§ **What needs to be done**:
Using the Petaminx ball post below, mark each statement yes if it agrees with the post or no if it does not, and quote the words from the post that decide it.
1. The ball was shaped with a Dremel before its gaps were filled.
2. The stickers were made by the builder rather than ordered from a professional source.
3. The builder judges this project to be smaller than a 13x13x13 ball would be.

§ **Supplied passage**:

# Tony Fisher's Petaminx Ball (AKA Petaball)



## Tony Fisher (Mar 16, 2014)

Having made my 11x11x11 V-Ball I decided to use the same technique on a Petaminx. I first shaped the ball with a Dremel and then filled in the gaps with Milliput. For some pieces though this was clearly a mistake since the filled areas had more than one open side meaning I had to careful sculpt the milliput to fit. When I started on a 2nd Petaminx Ball I knew where the problem areas would be so filled them in advance. Anyone making these kind of puzzles should carefully consider when to fill and when to shape. 
My puzzle took 80 hours to complete despite going for the easy sticker option of getting them professionally made by [edit] Oliver's Stickers. Having said that I still had to cut the corner stickers into three and super glue them on. As stated in the video this is actually a larger project than a 13x13x13 ball would be. Hopefully one day I can do the same with an Examinx!

Dataset rows:
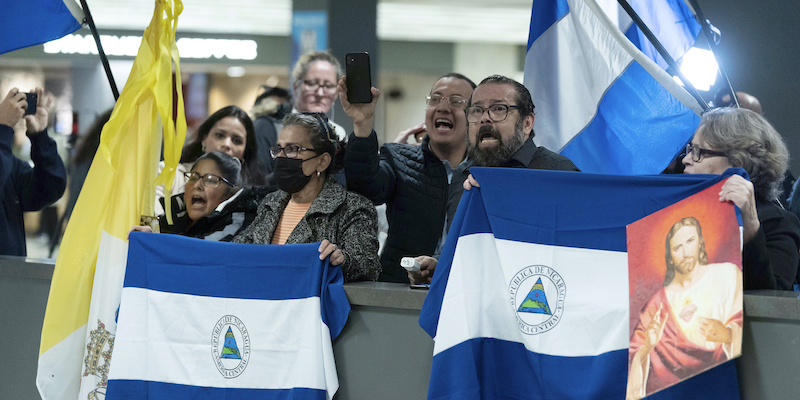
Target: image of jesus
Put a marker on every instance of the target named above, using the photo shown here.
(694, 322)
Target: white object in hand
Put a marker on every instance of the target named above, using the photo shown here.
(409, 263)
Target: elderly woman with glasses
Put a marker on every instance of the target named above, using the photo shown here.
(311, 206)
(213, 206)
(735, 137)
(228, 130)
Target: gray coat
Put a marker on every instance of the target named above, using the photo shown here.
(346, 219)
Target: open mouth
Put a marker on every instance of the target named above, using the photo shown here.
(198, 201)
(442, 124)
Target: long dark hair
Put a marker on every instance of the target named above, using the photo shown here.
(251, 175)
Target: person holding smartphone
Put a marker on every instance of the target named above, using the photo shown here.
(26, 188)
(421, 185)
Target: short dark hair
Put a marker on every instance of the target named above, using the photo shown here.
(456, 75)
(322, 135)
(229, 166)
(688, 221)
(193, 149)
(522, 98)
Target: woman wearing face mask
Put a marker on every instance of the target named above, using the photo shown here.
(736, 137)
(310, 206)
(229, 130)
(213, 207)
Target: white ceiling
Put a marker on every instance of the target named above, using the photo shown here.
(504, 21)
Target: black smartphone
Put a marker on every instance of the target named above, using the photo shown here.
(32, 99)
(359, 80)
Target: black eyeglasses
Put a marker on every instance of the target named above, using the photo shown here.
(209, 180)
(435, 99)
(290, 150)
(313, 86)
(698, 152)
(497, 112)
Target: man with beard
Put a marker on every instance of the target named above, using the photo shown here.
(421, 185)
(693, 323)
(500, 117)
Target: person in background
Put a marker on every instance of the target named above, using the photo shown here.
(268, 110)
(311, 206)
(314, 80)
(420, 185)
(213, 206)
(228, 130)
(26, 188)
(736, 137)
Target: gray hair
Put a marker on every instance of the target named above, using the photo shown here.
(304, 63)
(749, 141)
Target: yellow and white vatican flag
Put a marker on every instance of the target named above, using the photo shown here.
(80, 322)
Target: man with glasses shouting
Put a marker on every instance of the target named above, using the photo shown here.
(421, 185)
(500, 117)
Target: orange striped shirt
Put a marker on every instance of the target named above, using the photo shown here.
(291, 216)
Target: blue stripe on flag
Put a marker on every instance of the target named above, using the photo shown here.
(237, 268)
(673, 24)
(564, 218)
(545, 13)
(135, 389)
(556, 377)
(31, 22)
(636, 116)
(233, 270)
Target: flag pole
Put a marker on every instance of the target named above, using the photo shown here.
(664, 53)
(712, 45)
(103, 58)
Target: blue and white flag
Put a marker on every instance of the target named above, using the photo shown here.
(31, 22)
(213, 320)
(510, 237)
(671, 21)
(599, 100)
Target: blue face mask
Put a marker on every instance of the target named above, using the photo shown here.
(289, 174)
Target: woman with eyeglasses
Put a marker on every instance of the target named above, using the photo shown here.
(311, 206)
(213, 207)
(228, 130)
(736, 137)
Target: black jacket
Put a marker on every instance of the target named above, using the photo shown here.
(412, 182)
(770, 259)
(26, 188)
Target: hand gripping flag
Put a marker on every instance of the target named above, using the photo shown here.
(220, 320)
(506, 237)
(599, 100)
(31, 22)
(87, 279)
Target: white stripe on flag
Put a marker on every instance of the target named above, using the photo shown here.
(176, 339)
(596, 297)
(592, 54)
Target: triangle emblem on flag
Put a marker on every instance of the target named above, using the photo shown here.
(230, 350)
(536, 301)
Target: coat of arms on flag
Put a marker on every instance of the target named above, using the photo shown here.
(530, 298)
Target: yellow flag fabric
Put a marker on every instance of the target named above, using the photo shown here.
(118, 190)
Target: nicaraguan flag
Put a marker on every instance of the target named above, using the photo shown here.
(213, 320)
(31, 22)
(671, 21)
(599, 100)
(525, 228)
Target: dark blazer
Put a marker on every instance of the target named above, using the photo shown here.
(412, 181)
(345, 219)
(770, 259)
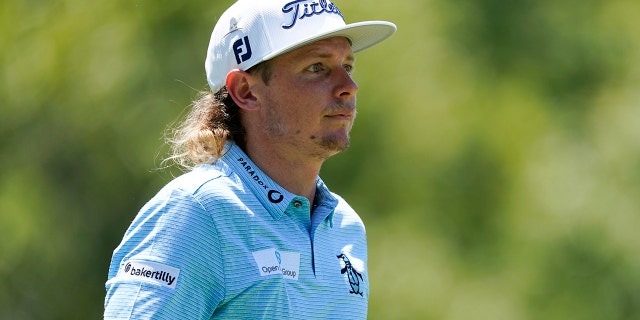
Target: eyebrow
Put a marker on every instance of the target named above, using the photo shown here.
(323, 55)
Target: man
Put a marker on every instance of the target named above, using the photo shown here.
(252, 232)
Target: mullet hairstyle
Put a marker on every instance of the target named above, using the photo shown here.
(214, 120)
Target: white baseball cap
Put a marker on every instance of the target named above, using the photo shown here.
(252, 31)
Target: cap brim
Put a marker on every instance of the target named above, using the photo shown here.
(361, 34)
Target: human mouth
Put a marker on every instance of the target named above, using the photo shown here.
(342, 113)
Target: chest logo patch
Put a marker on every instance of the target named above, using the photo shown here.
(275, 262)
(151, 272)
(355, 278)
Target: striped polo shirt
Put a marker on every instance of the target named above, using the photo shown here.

§ **Result of the task**:
1. Yes: "I first shaped the ball with a Dremel and then filled in the gaps with Milliput."
2. No: "going for the easy sticker option of getting them professionally made"
3. No: "this is actually a larger project than a 13x13x13 ball would be"